====== Data in this exercise
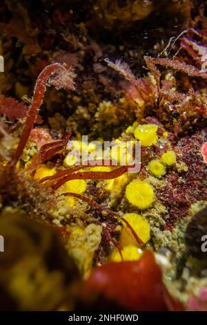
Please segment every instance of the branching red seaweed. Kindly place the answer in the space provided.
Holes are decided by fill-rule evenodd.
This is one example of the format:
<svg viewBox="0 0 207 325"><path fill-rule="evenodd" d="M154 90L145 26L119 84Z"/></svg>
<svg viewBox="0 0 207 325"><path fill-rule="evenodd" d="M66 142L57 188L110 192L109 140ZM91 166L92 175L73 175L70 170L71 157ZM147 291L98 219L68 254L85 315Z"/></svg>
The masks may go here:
============
__To be done__: Please copy the records above word for word, leaving out the pictures.

__The completed task__:
Please segment every instance of the branching red seaweed. Kindly place the answer in the space provided.
Holes are decided by fill-rule evenodd.
This is one example of the format:
<svg viewBox="0 0 207 325"><path fill-rule="evenodd" d="M154 90L145 26L119 84Z"/></svg>
<svg viewBox="0 0 207 325"><path fill-rule="evenodd" d="M66 142L57 188L110 192L109 140ZM91 166L92 175L73 175L70 170L71 157ZM147 291L98 219L68 254L85 315Z"/></svg>
The masks may go here:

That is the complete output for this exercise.